People's Deputy of Ukraine
- Incumbent
- Assumed office 27 November 2014
- Preceded by: Mykhailo Apostol [uk]
- Constituency: Ternopil Oblast, No. 166

Personal details
- Born: 8 February 1974 (age 52) Berezhany, Ukrainian SSR, Soviet Union (now Ukraine)
- Party: Dovira
- Other political affiliations: Ukrainian Democratic Alliance for Reform (2012); European Solidarity (2014); Independent;

= Mykola Liushniak =

Ukrainian politician and entrepreneur

Mykola Volodymyrovych Liushniak (Мико́ла Володи́мирович Люшня́к; born 8 February 1974) is a Ukrainian public and political figure and businessman. Candidate of Agricultural Sciences (2010). People's Deputy of Ukraine of the 8th and 9th convocations.

Member of the temporary investigative commission of the Verkhovna Rada to investigate possible illegal actions of government officials and others who could contribute to the violation of state sovereignty, territorial integrity and inviolability of Ukraine and pose a threat to national security of Ukraine (19 May 2021).

== Biography ==
As a member of the UDAR political party, was a candidate in the single-mandate constituency No. 166 from the UDAR party in the 2012 elections to the Verkhovna Rada of Ukraine.

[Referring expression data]
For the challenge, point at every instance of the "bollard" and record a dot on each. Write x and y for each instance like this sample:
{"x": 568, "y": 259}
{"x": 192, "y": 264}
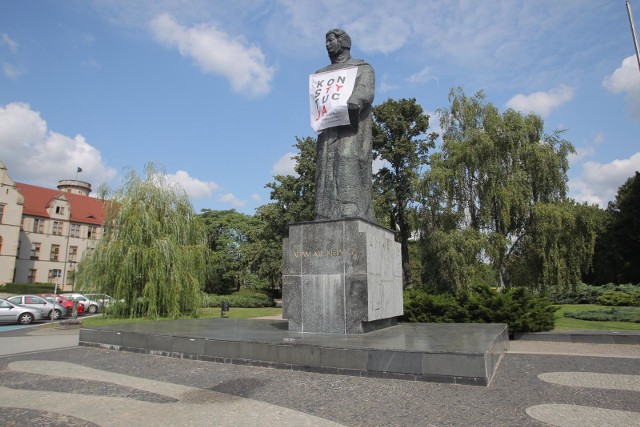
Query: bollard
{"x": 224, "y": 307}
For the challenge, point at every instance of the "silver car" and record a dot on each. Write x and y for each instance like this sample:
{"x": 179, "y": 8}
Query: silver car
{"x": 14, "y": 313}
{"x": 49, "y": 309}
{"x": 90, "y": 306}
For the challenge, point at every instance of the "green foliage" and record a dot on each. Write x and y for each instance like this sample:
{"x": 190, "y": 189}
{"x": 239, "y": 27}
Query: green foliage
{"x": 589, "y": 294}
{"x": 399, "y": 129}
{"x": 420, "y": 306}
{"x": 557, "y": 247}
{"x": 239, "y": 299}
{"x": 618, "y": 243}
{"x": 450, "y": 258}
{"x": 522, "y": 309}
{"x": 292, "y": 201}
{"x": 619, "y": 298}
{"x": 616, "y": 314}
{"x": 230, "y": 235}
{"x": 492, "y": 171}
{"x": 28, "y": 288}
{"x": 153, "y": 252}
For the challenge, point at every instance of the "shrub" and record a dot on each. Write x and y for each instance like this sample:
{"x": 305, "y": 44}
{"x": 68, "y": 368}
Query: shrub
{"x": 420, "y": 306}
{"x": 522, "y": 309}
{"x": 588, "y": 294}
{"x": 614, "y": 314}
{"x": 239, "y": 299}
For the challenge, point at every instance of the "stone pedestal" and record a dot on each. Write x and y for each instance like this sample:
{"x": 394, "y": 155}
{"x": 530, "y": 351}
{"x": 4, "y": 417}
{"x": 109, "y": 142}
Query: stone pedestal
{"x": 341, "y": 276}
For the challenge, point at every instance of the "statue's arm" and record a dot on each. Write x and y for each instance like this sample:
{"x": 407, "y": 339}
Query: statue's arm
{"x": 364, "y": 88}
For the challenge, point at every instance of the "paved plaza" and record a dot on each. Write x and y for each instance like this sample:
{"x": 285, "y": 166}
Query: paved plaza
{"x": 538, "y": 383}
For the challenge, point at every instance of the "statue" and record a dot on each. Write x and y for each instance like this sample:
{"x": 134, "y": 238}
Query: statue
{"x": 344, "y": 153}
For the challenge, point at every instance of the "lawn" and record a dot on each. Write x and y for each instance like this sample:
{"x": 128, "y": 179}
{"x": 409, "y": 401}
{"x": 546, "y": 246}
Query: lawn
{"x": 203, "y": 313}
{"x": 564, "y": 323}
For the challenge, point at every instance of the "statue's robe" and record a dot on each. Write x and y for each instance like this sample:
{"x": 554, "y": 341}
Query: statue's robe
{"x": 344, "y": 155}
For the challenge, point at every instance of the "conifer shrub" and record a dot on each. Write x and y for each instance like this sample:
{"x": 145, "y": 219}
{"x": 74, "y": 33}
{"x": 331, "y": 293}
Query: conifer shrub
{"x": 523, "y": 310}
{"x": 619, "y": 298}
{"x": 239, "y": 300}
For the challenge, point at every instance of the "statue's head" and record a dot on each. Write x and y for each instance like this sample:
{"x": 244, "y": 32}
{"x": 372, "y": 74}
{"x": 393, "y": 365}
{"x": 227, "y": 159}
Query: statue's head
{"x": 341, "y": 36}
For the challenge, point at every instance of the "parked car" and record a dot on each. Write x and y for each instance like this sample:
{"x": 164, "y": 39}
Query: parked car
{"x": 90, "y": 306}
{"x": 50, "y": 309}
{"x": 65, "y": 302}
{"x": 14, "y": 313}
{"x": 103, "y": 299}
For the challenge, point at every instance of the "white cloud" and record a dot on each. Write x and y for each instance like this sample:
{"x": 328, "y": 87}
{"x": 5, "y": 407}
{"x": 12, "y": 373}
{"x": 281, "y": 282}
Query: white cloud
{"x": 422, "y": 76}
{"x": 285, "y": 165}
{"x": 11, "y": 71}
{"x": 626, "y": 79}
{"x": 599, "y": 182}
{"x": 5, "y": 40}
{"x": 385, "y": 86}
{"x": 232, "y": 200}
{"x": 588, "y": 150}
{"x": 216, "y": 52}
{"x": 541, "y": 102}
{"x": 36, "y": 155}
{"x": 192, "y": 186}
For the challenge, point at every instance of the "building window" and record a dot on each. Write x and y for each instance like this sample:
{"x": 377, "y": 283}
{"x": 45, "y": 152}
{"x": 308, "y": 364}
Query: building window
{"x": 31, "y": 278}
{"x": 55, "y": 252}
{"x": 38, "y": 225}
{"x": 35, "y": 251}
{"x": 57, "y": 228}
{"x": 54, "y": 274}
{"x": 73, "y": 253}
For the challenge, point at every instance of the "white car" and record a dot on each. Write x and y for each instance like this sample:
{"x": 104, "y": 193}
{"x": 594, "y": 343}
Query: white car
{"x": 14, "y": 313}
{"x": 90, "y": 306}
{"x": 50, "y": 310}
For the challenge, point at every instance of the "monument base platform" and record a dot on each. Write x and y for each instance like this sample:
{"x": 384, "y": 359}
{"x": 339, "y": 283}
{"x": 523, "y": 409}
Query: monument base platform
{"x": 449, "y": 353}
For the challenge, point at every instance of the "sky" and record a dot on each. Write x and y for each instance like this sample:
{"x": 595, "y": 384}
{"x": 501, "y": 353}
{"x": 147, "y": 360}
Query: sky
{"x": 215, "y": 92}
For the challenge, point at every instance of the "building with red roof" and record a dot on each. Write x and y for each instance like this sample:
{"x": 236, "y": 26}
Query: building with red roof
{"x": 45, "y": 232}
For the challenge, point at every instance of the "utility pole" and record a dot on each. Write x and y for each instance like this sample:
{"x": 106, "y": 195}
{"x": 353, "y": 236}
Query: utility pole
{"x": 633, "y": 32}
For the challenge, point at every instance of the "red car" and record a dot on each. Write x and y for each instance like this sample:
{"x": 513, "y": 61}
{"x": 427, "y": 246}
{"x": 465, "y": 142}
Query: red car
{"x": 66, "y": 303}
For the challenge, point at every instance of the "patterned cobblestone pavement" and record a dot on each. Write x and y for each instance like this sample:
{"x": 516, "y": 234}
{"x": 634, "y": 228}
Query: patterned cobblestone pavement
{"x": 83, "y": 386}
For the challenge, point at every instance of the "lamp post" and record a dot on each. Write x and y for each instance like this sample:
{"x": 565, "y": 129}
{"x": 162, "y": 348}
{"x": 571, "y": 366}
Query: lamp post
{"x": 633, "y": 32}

* * *

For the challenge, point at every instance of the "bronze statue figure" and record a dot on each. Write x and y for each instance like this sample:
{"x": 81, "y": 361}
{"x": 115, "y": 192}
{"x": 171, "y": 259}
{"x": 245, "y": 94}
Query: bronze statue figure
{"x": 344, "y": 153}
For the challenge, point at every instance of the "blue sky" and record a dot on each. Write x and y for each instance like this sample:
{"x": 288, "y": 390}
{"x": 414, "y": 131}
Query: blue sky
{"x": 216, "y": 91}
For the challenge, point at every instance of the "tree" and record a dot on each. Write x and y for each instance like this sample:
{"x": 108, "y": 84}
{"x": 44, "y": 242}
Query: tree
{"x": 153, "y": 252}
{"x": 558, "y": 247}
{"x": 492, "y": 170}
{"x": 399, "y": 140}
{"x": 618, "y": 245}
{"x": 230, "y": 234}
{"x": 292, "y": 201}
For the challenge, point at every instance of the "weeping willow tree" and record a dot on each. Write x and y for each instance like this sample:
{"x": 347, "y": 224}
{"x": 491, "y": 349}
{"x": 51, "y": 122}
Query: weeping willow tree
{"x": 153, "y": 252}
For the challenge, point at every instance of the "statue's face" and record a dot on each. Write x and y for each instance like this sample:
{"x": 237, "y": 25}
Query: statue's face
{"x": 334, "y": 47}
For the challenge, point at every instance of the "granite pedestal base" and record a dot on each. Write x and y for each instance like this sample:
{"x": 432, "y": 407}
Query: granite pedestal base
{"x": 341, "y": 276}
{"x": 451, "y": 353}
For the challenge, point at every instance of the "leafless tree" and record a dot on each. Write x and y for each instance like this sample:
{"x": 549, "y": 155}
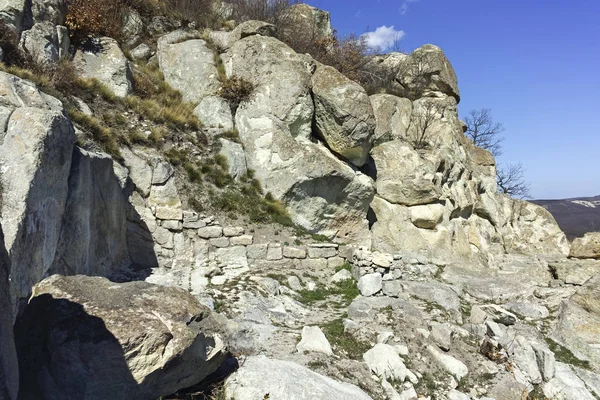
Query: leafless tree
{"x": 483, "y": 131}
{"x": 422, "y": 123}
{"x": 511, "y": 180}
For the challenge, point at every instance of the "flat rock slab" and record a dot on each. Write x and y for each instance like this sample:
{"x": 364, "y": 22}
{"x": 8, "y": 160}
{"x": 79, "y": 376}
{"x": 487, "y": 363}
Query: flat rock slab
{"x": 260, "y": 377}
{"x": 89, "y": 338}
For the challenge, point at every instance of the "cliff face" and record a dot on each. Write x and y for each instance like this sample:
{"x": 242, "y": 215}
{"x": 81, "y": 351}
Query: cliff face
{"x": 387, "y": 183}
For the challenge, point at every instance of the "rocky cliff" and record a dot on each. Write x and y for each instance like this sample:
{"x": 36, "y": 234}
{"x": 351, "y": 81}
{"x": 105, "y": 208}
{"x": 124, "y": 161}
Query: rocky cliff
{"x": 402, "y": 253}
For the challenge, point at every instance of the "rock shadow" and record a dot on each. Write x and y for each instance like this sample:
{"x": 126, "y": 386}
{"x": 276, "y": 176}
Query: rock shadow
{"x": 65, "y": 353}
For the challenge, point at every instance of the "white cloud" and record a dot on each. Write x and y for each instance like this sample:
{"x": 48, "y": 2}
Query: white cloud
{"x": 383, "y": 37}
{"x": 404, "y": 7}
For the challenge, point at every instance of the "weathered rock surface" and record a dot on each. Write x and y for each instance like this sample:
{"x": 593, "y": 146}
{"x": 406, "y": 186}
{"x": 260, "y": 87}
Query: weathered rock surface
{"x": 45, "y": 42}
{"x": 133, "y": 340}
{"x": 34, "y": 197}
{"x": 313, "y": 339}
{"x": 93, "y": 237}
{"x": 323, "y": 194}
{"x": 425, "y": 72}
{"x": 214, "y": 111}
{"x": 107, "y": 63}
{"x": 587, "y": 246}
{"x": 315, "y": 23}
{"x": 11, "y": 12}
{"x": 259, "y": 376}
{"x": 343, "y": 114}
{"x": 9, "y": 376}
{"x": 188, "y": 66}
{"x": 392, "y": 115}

» Task requirements
#1 Please extract the part of the profile of Mykola Liushniak from "Ukrainian politician and" to "and 9th convocations.".
#2 Answer these questions from the profile of Mykola Liushniak:
(a) Which party is listed under "Party" in the personal details?
(b) In what year did he become a Candidate of Agricultural Sciences?
(c) In the 2012 elections, which single-mandate constituency number was he a candidate in?

» Responses per task
#1
Ukrainian politician and entrepreneur

Mykola Volodymyrovych Liushniak (Мико́ла Володи́мирович Люшня́к; born 8 February 1974) is a Ukrainian public and political figure and businessman. Candidate of Agricultural Sciences (2010). People's Deputy of Ukraine of the 8th and 9th convocations.

#2
(a) Dovira
(b) 2010
(c) No. 166